> [Выбранный отрывок]
# # # # # # #

На следующий день, 20 сентября, прокурор Подбело, видимо, уверенный в том, что теперь-то он полностью разобрался в событиях трагического вечера 12 июля, надумал дать решающий бой Анатолию Мерзлякову. Так сказать, устроить ему Ватерлоо и добиться признательных показаний.
Решающий допрос начальник 2-го отделения повёл в непримиримой и наступательной манере: «Вам зачитываются показания Баранова Сергея, который указывает, что Кузнецов и Вы вели разговор между собой о совершённом убийстве ребёнка», на что Мерзляков спокойно отвечает: «Показания Баранова в этой части являются неверными». Прокурор Подбело вытащил из рукава свой «джокер», которым явно рассчитывал поразить обвиняемого, да только «джокер» этот оказался на поверку «двойкой», притом даже и не козырной. «У Вас при обыске нашли два платочка, которые испачканы в крови, почему они так испачканы?» – грозно вопросил прокурор, на что Мерзляков лаконично ответил: «Испачкан один платочек потому, что я вытирал нос, а второй – не знаю».
Вот и весь сказ.., вот и вся атака. И далее наступательный допрос превратился в привычное бессодержательное нытье прокурора, которое непонятно почему вообще попало в протокол. «Почему Вы скрываете убийство девочки Грибановой, в то время когда Вам об этом известно?» – спрашивает Подбело, и иначе как риторическим вопрос этот назвать сложно. Что ответил Толик Мерзляков, думаю, догадается любой: «Об убийстве мне ничего не известно».

# # # # # # #

> [Исходные данные]
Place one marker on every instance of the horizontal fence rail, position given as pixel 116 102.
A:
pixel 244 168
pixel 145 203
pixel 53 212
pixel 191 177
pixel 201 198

# # # # # # #

> [Описание задания]
Обновите отрывок о допросе Мерзлякова: перепишите фрагмент от слов «На следующий день, 20» до слов «добиться признательных показаний.», поставив «Аустерлиц» на место «Ватерлоо».

> [Результат выполнения]
На следующий день, 20 сентября, прокурор Подбело, видимо, уверенный в том, что теперь-то он полностью разобрался в событиях трагического вечера 12 июля, надумал дать решающий бой Анатолию Мерзлякову. Так сказать, устроить ему Аустерлиц и добиться признательных показаний.